→ Directions: Below is a listing with pictures in it. Copy it exactly without them.

--- START ---

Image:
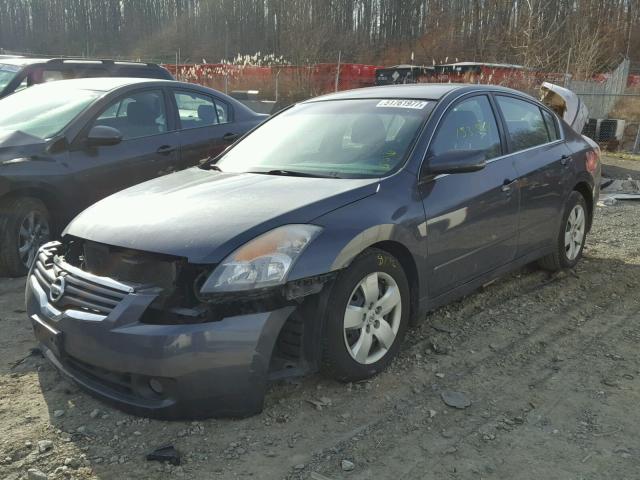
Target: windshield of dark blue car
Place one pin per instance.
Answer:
(365, 138)
(44, 110)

--- END ---

→ Task response:
Image:
Target: windshield of dark blue car
Place one pin per instance.
Answer:
(365, 138)
(44, 110)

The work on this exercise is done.